● **Text to read**
"""

The Justice Department, the inspector general’s office and the D.C. U.S. attorney’s office declined to comment Thursday.

Last week, Inspector General Michael Horowitz sent to Congress a report blasting McCabe. It says he inappropriately authorized the disclosure of sensitive information to the media, then lied repeatedly to investigators examining the matter. The report laid out in stunning detail allegations that McCabe had deceived investigators about his role in approving the disclosure, even as he lashed out at others in the FBI for leaks.

McCabe disputes many of the report’s findings and has said he never meant to mislead anyone.

Lying to federal investigators is a crime punishable by up to five years in prison, and some legal analysts speculated in the wake of the report that the inspector general seemed to be laying out a case for accusing McCabe of such conduct. The report alleged that one of McCabe’s lies “was done knowingly and intentionally” — a key aspect of the federal crime.

Attorney General Jeff Sessions fired McCabe from the FBI last month, just 26 hours before McCabe could retire, denying him some of his retirement benefits and reigniting the political firestorm that has long surrounded McCabe. Trump had repeatedly and publicly attacked McCabe, and McCabe alleged that his termination was politically motivated.

“This attack on my credibility is one part of a larger effort not just to slander me personally, but to taint the FBI, law enforcement, and intelligence professionals more generally,” McCabe said in a statement on the night he was removed from the FBI. “It is part of this Administration’s ongoing war on the FBI and the efforts of the Special Counsel investigation, which continue to this day. Their persistence in this campaign only highlights the importance of the Special Counsel’s work.”

"""

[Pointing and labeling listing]
"""

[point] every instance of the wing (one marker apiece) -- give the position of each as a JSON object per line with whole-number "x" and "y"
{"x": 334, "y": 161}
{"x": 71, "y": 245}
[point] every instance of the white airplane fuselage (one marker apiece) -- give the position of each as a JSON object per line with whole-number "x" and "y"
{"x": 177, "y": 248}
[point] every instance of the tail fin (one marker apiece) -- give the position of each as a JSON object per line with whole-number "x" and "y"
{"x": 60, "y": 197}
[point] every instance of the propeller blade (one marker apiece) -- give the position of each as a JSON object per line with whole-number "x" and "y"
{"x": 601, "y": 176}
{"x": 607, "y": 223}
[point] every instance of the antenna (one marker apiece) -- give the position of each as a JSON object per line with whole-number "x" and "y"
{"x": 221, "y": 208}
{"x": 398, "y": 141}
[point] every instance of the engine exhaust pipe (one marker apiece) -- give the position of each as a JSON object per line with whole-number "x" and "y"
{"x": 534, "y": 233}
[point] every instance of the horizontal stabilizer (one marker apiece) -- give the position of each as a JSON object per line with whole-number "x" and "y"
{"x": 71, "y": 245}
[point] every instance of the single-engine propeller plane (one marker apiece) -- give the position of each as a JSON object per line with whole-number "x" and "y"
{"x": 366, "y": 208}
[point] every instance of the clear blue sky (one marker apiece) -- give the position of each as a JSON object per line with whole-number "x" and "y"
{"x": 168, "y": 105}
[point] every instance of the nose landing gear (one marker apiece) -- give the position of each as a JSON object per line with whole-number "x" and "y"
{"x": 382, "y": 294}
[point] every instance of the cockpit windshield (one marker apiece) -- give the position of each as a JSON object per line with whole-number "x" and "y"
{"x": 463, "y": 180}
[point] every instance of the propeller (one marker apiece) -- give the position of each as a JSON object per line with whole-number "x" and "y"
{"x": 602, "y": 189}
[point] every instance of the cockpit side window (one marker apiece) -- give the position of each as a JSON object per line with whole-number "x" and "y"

"""

● **Exercises**
1. Echo the entire passage about McCabe and the inspector general's report word for word.
2. Duplicate the part of the listing that opens with the line containing "[point] every instance of the propeller blade" and closes with the final line of the listing, both ends included, reproducing only those lines.
The listing is unrelated to the text about McCabe.

● **Solutions in order**
1.
The Justice Department, the inspector general’s office and the D.C. U.S. attorney’s office declined to comment Thursday.

Last week, Inspector General Michael Horowitz sent to Congress a report blasting McCabe. It says he inappropriately authorized the disclosure of sensitive information to the media, then lied repeatedly to investigators examining the matter. The report laid out in stunning detail allegations that McCabe had deceived investigators about his role in approving the disclosure, even as he lashed out at others in the FBI for leaks.

McCabe disputes many of the report’s findings and has said he never meant to mislead anyone.

Lying to federal investigators is a crime punishable by up to five years in prison, and some legal analysts speculated in the wake of the report that the inspector general seemed to be laying out a case for accusing McCabe of such conduct. The report alleged that one of McCabe’s lies “was done knowingly and intentionally” — a key aspect of the federal crime.

Attorney General Jeff Sessions fired McCabe from the FBI last month, just 26 hours before McCabe could retire, denying him some of his retirement benefits and reigniting the political firestorm that has long surrounded McCabe. Trump had repeatedly and publicly attacked McCabe, and McCabe alleged that his termination was politically motivated.

“This attack on my credibility is one part of a larger effort not just to slander me personally, but to taint the FBI, law enforcement, and intelligence professionals more generally,” McCabe said in a statement on the night he was removed from the FBI. “It is part of this Administration’s ongoing war on the FBI and the efforts of the Special Counsel investigation, which continue to this day. Their persistence in this campaign only highlights the importance of the Special Counsel’s work.”

2.
[point] every instance of the propeller blade (one marker apiece) -- give the position of each as a JSON object per line with whole-number "x" and "y"
{"x": 601, "y": 176}
{"x": 607, "y": 223}
[point] every instance of the antenna (one marker apiece) -- give the position of each as a JSON object per line with whole-number "x" and "y"
{"x": 221, "y": 208}
{"x": 398, "y": 141}
[point] every instance of the engine exhaust pipe (one marker apiece) -- give the position of each as a JSON object per line with whole-number "x" and "y"
{"x": 534, "y": 233}
[point] every instance of the horizontal stabilizer (one marker apiece) -- give the position of each as a JSON object per line with whole-number "x" and "y"
{"x": 71, "y": 245}
[point] every instance of the single-engine propeller plane (one marker apiece) -- give the position of each as a JSON object per line with whole-number "x" and "y"
{"x": 366, "y": 208}
[point] every instance of the clear blue sky (one marker apiece) -- give the position of each as a JSON object per line with whole-number "x" and "y"
{"x": 168, "y": 105}
[point] every instance of the nose landing gear (one marker apiece) -- give the position of each as a JSON object per line with whole-number "x" and "y"
{"x": 382, "y": 294}
[point] every instance of the cockpit windshield (one marker apiece) -- give the position of each as a JSON object per line with whole-number "x" and "y"
{"x": 463, "y": 180}
[point] every instance of the propeller (one marker apiece) -- give the position of each as a JSON object per line with whole-number "x" and "y"
{"x": 602, "y": 189}
[point] every instance of the cockpit side window (one marker apiece) -- give the position of each as a JSON object per line with whole-number "x" and "y"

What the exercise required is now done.